-- Consegna a --
Elenca, copiandole per intero, tutte le righe dell'elenco in cui compare la parola "neighbouring".

-- Brano proposto --
▬▬▬▬▬▬▬▬▬▬
Potrebbero volerci anni prima che il dollaro digitale riesca ad andare in porto: ad affermarlo è il Segretario al Tesoro statunitense Janet Yellen. La dichiarazione è stata rilasciata al Kogod School of Business Center for Innovation dell’Università americana a Washington.

Le parole sono estrapolate da un discorso di ampio raggio e sembrano confermare in pieno le preoccupazioni di molti osservatori esterni, secondo i quali gli Stati Uniti avrebbero tardato troppo prima di prendere atto dell’importanza di un progetto simile. Tanto da consegnare alla Cina un vantaggio al momento incolmabile per la sua CBDC (Central Bank Digital Currency), pronta per il suo imminente debutto.

Ci vorranno anni, non mesi, secondo l’ex presidente della Federal Reserve

Non posso ancora dire a quali conclusioni arriveremo, ma dobbiamo essere chiari sul fatto che l’emissione di una CBDC rappresenterebbe probabilmente una grande sfida di progettazione e ingegneria che richiederebbe anni di sviluppo, non mesi.
▬▬▬▬▬▬▬▬▬▬
-- Consegna b --
Riscrivi la parte del brano sul dollaro digitale che si apre con le parole contenenti "Ci vorranno anni, non" e si chiude con "sviluppo, non mesi.", sostituendo ogni occorrenza di "mesi" con "settimane".
▬▬▬▬▬▬▬▬▬▬
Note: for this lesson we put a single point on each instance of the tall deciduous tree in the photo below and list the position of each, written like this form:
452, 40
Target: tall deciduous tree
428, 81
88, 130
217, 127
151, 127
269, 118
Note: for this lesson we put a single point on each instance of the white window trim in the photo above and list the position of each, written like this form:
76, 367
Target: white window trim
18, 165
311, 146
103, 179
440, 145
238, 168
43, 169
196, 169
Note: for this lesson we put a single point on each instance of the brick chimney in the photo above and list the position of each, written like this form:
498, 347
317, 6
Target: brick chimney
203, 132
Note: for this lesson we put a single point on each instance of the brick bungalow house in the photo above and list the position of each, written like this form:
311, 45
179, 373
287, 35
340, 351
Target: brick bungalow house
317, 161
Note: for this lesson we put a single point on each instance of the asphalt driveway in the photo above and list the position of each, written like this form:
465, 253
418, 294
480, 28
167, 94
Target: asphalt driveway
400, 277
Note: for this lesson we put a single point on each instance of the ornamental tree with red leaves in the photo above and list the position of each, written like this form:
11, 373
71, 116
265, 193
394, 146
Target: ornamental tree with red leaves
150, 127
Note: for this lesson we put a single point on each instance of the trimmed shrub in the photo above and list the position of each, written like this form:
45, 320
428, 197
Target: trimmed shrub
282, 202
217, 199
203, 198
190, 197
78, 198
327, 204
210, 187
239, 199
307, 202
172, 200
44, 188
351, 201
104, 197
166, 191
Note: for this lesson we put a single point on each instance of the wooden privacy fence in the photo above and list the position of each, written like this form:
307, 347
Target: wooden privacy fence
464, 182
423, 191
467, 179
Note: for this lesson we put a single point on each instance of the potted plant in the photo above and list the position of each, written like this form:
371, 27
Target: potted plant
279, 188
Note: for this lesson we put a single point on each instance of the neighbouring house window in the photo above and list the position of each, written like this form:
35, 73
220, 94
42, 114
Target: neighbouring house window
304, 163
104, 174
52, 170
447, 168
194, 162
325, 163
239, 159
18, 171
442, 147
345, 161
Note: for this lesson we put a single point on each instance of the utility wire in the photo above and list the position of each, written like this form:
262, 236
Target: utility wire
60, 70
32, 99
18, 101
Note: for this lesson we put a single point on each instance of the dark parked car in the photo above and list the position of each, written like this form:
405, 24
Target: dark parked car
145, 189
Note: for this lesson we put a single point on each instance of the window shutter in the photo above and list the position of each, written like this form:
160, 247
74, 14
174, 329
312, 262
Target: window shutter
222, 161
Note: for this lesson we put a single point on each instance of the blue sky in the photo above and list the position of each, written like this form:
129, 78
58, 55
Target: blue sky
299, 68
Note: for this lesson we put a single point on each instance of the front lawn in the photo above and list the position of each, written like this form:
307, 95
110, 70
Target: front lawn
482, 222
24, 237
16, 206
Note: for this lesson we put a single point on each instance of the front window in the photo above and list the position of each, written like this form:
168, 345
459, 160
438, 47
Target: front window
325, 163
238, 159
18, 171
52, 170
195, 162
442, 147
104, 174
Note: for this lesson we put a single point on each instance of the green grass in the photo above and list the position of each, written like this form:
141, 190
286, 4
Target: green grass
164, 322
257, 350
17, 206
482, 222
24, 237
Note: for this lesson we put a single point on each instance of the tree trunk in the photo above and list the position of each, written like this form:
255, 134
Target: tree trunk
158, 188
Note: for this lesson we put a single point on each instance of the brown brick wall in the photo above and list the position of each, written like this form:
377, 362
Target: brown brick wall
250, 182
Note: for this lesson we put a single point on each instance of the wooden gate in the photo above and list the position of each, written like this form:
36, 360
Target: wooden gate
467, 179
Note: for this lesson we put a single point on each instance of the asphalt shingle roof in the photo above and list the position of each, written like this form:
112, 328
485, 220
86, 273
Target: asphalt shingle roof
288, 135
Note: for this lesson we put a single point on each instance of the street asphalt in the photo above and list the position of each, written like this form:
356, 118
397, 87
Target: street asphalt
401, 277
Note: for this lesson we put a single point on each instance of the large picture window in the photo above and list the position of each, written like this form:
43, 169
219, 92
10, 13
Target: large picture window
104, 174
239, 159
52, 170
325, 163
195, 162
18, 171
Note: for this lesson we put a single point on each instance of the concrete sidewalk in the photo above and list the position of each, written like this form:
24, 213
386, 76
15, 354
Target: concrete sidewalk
▬▬▬▬▬▬▬▬▬▬
-- Soluzione svolta a --
Note: for this lesson we put a single point on each instance of the neighbouring house window in the photo above and list the position of each, written like this form:
Target: neighbouring house window

-- Soluzione svolta b --
Ci vorranno anni, non settimane, secondo l’ex presidente della Federal Reserve

Non posso ancora dire a quali conclusioni arriveremo, ma dobbiamo essere chiari sul fatto che l’emissione di una CBDC rappresenterebbe probabilmente una grande sfida di progettazione e ingegneria che richiederebbe anni di sviluppo, non settimane.